**WORK TO COMPLETE**: Could the lines from the one with "point: spark trail" through the end of the listing be restated exactly, with nothing else included?

**WORKING DATA**:

**********

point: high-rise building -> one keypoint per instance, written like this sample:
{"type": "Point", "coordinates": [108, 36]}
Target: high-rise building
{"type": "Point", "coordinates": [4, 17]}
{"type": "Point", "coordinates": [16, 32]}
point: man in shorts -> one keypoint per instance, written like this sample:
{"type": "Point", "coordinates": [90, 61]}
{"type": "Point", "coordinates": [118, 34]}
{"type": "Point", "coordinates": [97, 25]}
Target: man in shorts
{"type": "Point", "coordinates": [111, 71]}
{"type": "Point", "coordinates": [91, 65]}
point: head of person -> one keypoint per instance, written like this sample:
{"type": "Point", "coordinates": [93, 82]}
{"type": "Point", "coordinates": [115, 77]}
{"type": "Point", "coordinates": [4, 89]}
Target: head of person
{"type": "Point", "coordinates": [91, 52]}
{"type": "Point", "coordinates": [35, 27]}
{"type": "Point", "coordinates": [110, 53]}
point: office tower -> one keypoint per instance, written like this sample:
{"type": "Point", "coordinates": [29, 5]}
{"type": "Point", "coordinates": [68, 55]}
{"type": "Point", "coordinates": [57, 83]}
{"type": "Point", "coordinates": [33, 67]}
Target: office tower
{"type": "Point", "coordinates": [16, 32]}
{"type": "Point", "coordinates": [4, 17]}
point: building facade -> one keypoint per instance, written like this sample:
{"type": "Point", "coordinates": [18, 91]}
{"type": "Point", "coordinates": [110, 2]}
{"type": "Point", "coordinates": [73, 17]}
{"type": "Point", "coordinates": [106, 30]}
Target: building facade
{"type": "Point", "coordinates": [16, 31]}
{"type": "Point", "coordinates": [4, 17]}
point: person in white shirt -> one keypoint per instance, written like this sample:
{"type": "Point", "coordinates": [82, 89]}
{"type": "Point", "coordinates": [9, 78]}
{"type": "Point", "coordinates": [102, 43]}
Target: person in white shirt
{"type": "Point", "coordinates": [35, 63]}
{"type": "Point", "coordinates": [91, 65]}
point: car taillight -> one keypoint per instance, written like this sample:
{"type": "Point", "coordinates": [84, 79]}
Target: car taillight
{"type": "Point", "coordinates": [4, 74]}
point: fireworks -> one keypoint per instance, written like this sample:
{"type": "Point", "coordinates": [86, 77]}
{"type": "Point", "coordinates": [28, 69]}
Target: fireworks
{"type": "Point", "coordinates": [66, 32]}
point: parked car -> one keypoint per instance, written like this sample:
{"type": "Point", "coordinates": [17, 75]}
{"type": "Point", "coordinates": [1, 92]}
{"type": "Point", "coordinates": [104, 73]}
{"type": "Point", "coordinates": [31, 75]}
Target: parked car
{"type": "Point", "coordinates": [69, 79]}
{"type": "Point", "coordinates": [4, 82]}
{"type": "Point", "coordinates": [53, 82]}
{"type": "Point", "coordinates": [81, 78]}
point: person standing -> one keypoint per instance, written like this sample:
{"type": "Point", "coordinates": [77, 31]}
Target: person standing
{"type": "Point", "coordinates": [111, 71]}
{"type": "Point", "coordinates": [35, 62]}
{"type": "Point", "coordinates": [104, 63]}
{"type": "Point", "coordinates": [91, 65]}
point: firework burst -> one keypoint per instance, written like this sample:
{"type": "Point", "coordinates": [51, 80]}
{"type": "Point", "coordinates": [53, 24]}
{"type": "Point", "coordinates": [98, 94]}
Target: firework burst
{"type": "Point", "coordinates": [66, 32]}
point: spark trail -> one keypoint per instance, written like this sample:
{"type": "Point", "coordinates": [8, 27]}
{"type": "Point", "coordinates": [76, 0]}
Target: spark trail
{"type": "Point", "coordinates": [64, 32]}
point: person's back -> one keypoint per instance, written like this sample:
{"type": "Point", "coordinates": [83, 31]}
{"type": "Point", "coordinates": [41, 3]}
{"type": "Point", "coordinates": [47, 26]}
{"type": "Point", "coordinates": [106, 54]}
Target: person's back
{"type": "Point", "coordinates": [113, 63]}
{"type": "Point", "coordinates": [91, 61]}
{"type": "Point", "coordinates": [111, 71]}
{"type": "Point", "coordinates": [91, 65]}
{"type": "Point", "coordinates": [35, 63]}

**********

**OUTPUT FOR THIS TASK**:
point: spark trail -> one keypoint per instance, written like this sample:
{"type": "Point", "coordinates": [8, 27]}
{"type": "Point", "coordinates": [76, 0]}
Target: spark trail
{"type": "Point", "coordinates": [64, 32]}
point: person's back -> one keypoint per instance, written like this sample:
{"type": "Point", "coordinates": [83, 31]}
{"type": "Point", "coordinates": [41, 3]}
{"type": "Point", "coordinates": [47, 26]}
{"type": "Point", "coordinates": [106, 54]}
Target: person's back
{"type": "Point", "coordinates": [113, 63]}
{"type": "Point", "coordinates": [91, 61]}
{"type": "Point", "coordinates": [111, 71]}
{"type": "Point", "coordinates": [91, 65]}
{"type": "Point", "coordinates": [35, 63]}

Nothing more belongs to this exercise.